§ Metin bölümü
------------------------------------------------

Karşılıklı silahlar çekildi. Çıkan çatışmada Nurettin Alkan, kendi personeli Kurmay Binbaşı Ahmet Özcan tarafından vuruldu. Güven Şağban ise darbecilere esir düştü. Ters kelepçe takılarak Jandarma Komutanlığı'nda esirlerin toplandığı odaya götürüldü. Darbecilere "bu FETÖ darbesi, katılmayın, ya ölür ya yargılanırsınız" diye bağırıyordu. Bu sırada Jandarma Genel Komutanı Galip Mendi'nin Özel Kalem Müdürü darbeci Kurmay Albay Erkan Öktem silahını çekip Şağban'a ateş etmeye çalıştı. Hani "mucize" derler ya, Öktem'in silahı tutukluk yaptı ve Şağban ölümden kurtuldu. Güvenlik kameralarından çıkarılan o anın görüntülerini Türkiye uzun süre konuşacaktı.

------------------------------------------------

(Bölütleme kayıtlarından alıntılar)
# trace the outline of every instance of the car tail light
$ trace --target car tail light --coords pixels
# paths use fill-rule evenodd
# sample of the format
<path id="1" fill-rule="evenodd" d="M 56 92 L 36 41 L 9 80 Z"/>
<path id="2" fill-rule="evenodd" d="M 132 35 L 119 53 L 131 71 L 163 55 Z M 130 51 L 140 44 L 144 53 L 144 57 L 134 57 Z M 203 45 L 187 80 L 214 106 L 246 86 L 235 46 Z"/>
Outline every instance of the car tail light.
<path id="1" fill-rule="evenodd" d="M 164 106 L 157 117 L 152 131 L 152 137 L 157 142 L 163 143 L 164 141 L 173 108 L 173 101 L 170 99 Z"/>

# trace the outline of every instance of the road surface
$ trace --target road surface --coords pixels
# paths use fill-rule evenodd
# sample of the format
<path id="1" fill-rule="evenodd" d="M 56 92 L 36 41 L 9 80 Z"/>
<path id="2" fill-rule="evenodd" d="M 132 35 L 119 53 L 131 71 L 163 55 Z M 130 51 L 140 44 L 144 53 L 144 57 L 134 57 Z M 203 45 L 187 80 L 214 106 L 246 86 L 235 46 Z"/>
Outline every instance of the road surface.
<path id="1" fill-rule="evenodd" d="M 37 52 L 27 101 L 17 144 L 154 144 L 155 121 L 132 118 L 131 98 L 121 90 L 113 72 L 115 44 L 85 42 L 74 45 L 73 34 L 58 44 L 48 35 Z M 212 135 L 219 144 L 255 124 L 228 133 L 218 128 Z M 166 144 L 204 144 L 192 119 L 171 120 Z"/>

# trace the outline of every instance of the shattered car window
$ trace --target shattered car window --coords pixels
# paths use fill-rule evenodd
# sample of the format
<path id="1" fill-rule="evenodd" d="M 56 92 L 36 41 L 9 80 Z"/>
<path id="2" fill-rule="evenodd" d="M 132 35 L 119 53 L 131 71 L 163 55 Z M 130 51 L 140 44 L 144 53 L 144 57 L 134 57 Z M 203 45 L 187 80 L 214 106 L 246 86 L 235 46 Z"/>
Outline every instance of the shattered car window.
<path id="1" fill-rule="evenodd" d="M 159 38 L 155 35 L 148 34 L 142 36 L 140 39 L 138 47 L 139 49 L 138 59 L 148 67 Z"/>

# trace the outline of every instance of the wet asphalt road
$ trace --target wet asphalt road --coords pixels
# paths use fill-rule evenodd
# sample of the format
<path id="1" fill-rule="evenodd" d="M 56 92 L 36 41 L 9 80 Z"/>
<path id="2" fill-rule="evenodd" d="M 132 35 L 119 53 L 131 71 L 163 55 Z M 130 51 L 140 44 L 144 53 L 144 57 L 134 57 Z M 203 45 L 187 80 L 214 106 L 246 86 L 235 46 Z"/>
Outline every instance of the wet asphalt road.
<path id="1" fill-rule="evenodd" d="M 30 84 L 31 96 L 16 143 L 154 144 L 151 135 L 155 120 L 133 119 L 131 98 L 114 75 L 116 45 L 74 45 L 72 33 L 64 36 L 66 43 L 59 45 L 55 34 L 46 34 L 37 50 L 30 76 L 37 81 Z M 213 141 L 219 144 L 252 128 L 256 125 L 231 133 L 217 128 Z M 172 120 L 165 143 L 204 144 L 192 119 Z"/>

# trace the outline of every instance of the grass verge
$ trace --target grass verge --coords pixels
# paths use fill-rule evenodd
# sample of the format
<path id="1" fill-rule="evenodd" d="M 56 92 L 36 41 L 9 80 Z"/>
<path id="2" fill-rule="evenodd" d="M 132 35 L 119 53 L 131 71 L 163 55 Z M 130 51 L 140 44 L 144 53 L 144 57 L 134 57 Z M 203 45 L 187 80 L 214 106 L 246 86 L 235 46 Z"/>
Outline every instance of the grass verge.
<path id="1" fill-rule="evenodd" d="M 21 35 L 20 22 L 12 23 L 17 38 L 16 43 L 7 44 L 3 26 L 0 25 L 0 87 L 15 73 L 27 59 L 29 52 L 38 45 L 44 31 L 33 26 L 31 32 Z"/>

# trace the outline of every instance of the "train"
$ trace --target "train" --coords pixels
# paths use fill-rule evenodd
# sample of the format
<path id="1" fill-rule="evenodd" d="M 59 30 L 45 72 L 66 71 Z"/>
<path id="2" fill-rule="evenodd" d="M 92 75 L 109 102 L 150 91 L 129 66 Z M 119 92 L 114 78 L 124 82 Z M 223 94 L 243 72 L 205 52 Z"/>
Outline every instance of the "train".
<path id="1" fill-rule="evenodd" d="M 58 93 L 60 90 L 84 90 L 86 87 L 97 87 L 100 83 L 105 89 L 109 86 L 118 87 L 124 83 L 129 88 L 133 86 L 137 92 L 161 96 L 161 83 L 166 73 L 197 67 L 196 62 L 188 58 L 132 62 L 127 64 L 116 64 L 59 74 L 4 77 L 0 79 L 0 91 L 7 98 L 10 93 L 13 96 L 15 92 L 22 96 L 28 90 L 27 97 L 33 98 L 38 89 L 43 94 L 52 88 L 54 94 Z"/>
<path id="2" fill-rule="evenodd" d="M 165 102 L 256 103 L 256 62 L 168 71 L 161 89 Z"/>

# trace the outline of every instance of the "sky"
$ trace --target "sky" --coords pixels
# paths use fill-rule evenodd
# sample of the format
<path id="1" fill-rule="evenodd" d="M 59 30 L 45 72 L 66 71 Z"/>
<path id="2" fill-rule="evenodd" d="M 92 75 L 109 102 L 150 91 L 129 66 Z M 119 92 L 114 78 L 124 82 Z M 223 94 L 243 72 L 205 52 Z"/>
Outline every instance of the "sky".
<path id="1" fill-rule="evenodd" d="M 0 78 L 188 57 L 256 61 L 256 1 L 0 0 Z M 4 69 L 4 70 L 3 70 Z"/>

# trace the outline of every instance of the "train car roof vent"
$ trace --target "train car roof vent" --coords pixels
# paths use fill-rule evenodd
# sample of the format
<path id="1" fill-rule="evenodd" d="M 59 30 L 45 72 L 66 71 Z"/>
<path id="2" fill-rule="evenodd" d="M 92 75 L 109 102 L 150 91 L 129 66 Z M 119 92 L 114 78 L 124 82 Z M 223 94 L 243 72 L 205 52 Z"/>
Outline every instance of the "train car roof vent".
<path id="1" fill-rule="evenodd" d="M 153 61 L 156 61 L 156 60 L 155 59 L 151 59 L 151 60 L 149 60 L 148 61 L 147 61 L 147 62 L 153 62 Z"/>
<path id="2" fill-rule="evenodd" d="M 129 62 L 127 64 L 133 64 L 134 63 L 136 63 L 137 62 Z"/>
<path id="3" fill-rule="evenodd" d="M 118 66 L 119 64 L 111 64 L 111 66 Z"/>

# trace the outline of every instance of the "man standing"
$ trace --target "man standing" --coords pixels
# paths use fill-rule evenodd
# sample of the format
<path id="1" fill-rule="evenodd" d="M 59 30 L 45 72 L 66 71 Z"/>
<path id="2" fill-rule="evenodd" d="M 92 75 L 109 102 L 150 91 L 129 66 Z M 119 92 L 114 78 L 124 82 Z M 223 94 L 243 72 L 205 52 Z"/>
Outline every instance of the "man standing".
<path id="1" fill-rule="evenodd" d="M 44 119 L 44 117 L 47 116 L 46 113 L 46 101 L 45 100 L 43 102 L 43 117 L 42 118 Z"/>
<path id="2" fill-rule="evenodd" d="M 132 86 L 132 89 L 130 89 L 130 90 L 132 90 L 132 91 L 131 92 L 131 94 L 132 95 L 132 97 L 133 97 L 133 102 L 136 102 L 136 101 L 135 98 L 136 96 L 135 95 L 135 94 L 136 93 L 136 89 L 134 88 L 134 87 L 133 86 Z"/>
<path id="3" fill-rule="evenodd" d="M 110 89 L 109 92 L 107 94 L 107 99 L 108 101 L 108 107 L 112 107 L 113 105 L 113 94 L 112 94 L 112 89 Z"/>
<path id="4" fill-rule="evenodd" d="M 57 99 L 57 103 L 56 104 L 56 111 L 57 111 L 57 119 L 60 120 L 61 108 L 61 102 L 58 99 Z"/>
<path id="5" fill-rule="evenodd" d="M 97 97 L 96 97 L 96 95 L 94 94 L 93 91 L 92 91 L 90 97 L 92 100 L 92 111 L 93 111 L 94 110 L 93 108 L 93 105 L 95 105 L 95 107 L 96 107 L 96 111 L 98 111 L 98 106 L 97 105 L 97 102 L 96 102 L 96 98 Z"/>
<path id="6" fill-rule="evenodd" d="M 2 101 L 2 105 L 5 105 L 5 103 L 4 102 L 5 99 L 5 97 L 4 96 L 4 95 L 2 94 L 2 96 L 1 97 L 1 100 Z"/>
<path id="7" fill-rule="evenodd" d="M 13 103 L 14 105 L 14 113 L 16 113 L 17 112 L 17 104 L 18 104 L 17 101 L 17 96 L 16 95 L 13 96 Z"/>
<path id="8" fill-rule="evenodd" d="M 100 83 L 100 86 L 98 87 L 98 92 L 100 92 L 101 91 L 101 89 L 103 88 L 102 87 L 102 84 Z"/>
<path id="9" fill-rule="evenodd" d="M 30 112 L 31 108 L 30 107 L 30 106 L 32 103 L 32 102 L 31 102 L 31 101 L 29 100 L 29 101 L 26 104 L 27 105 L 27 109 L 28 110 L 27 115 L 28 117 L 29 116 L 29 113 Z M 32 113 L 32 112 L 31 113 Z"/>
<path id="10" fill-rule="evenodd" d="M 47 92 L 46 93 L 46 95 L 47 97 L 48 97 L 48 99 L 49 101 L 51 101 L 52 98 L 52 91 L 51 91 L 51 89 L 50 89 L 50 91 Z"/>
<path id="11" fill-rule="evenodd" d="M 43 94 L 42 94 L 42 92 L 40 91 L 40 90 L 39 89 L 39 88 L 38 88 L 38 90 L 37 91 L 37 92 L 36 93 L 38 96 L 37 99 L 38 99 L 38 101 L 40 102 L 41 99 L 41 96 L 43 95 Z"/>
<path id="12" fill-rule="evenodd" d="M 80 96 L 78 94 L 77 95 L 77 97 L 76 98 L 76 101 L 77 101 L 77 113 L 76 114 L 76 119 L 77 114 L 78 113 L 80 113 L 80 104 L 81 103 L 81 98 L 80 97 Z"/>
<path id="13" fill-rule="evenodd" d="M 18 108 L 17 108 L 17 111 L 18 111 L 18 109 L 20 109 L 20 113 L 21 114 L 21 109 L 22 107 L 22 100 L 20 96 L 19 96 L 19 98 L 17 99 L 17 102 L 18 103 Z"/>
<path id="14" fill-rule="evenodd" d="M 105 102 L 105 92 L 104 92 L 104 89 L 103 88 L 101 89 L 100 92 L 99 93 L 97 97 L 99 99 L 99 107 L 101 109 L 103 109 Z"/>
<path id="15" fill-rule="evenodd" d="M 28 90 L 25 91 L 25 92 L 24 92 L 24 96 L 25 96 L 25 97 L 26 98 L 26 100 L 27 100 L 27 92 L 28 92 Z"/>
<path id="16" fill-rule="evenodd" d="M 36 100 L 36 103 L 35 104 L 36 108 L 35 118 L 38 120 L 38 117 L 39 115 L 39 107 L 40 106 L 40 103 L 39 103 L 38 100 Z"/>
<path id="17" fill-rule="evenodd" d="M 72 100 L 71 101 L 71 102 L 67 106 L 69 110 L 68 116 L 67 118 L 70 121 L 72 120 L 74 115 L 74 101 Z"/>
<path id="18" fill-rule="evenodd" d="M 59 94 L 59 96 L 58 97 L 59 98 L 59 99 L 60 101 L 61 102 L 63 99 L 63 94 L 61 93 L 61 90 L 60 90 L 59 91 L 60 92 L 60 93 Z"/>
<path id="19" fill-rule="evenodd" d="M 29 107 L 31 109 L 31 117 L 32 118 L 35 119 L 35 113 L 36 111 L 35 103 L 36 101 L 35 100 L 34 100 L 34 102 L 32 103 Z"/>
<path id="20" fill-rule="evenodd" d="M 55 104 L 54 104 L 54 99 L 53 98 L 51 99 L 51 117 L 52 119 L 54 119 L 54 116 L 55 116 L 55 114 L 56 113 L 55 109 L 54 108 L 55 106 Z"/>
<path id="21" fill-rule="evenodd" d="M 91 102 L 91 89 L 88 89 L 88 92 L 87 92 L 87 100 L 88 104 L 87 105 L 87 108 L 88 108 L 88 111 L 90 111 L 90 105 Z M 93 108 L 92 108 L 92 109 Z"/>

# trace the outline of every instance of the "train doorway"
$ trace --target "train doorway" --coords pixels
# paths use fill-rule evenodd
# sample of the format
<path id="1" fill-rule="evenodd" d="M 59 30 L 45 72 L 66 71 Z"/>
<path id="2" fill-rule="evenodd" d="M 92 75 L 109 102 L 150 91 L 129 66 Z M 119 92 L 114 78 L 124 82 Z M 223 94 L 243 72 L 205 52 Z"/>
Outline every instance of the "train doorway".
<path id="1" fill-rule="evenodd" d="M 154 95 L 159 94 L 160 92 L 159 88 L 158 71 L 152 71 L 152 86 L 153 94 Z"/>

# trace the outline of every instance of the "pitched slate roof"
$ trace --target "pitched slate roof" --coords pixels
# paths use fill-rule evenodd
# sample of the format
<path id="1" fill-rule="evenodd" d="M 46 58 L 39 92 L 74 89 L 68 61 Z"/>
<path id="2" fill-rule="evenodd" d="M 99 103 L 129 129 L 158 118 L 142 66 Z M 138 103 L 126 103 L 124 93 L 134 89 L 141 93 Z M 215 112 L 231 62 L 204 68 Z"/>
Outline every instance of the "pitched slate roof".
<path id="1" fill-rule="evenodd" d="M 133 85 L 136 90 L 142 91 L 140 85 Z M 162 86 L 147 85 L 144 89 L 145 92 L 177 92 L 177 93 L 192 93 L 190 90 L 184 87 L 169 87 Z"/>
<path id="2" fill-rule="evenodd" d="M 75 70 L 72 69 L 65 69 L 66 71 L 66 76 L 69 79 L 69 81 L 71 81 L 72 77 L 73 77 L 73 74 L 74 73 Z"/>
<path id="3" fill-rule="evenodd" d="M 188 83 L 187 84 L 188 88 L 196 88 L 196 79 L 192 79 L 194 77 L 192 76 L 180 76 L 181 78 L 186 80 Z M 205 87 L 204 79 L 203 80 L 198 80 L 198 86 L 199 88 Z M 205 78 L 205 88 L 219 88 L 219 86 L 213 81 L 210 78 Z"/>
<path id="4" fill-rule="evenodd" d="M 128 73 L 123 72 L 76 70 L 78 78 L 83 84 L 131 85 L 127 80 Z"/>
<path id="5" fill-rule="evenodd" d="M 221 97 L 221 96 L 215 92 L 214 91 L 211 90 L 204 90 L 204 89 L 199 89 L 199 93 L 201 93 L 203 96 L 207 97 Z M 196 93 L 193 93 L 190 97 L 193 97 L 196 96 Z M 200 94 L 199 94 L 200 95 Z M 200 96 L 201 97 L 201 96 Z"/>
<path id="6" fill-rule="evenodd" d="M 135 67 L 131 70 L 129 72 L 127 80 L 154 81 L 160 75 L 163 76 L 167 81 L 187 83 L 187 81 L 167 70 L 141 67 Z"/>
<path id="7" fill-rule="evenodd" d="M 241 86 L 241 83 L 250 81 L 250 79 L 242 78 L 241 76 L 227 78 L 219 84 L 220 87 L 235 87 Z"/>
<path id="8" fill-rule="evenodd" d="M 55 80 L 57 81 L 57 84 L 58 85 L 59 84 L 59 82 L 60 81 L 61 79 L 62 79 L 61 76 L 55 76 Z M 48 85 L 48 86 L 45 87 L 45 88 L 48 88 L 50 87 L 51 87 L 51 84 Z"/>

------------------------------------------------

§ İstenenler
A) Metin bölümüne göre Nurettin Alkan kim tarafından vuruldu?
B) Aşağıdaki ifadelerin metin bölümüyle uyuşup uyuşmadığını belirtiniz. (i) Güven Şağban darbecilere esir düştü. (ii) Erkan Öktem'in ateş ettiği kurşun Şağban'ı yaraladı. (iii) Şağban, ters kelepçe takılarak esirlerin toplandığı odaya götürüldü.
C) Metin bölümünde "Karşılıklı silahlar çekildi." sözlerinden başlayıp "uzun süre konuşacaktı." sözlerine kadar uzanan kısmı, bu sözler de dâhil olmak üzere aynen yazınız.

§ Sıralı çözümler
A) Kendi personeli Kurmay Binbaşı Ahmet Özcan tarafından vuruldu.

B)
(i) Evet: "Güven Şağban ise darbecilere esir düştü."
(ii) Hayır: "Öktem'in silahı tutukluk yaptı ve Şağban ölümden kurtuldu."
(iii) Evet: "Ters kelepçe takılarak Jandarma Komutanlığı'nda esirlerin toplandığı odaya götürüldü."

C)
Karşılıklı silahlar çekildi. Çıkan çatışmada Nurettin Alkan, kendi personeli Kurmay Binbaşı Ahmet Özcan tarafından vuruldu. Güven Şağban ise darbecilere esir düştü. Ters kelepçe takılarak Jandarma Komutanlığı'nda esirlerin toplandığı odaya götürüldü. Darbecilere "bu FETÖ darbesi, katılmayın, ya ölür ya yargılanırsınız" diye bağırıyordu. Bu sırada Jandarma Genel Komutanı Galip Mendi'nin Özel Kalem Müdürü darbeci Kurmay Albay Erkan Öktem silahını çekip Şağban'a ateş etmeye çalıştı. Hani "mucize" derler ya, Öktem'in silahı tutukluk yaptı ve Şağban ölümden kurtuldu. Güvenlik kameralarından çıkarılan o anın görüntülerini Türkiye uzun süre konuşacaktı.